======== Text

The Combitube has proved to be a valuable device for securing the airway in cases of difficult intubation. This study investigated the effectiveness of the Combitube in elective surgery during both mechanical and spontaneous ventilation.
Two hundred patients classified as American Society of Anesthesiologists physical status I and II, with normal airways, scheduled for elective surgery were randomly allocated into two groups: nonparalyzed, spontaneously breathing (n = 100); or paralyzed, mechanically ventilated (n = 100). After induction of general anesthesia and insertion of the Combitube, oxygen saturation, end-tidal carbon dioxide and isoflurane concentration, systolic and diastolic blood pressure and heart rate, as well as breath-by-breath spirometry data were obtained every 5 min.
In 97% of patients, it was possible to maintain oxygenation, ventilation, and respiratory mechanics, as well as hemodynamic stability during either mechanical or spontaneous ventilation for the entire duration of surgery. The duration of surgery was between 15 and 155 min.
The results of this study suggest that the Combitube is an effective and safe airway device for continued management of the airway in 97% of elective surgery cases.

================
======== Excerpted data

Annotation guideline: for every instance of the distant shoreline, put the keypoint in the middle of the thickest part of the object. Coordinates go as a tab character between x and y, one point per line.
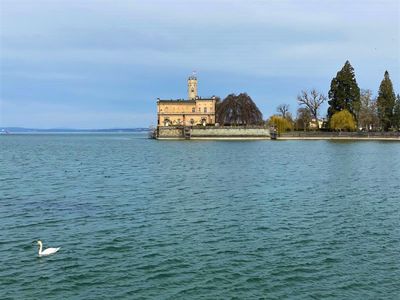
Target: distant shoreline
22	130
339	138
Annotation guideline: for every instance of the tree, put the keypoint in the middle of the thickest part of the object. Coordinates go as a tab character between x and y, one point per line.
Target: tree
283	109
344	92
343	120
303	119
386	102
238	110
367	114
280	123
312	101
396	113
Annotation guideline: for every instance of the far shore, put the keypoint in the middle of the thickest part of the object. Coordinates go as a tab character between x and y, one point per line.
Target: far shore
347	138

================

Using the Combitube text, answer these questions:
(a) How many patients were placed in the nonparalyzed, spontaneously breathing group?
(b) How often were the measurements and spirometry data obtained?
(c) What range did the duration of surgery fall within?

Solved exercise:
(a) 100 patients
(b) Every 5 min
(c) Between 15 and 155 min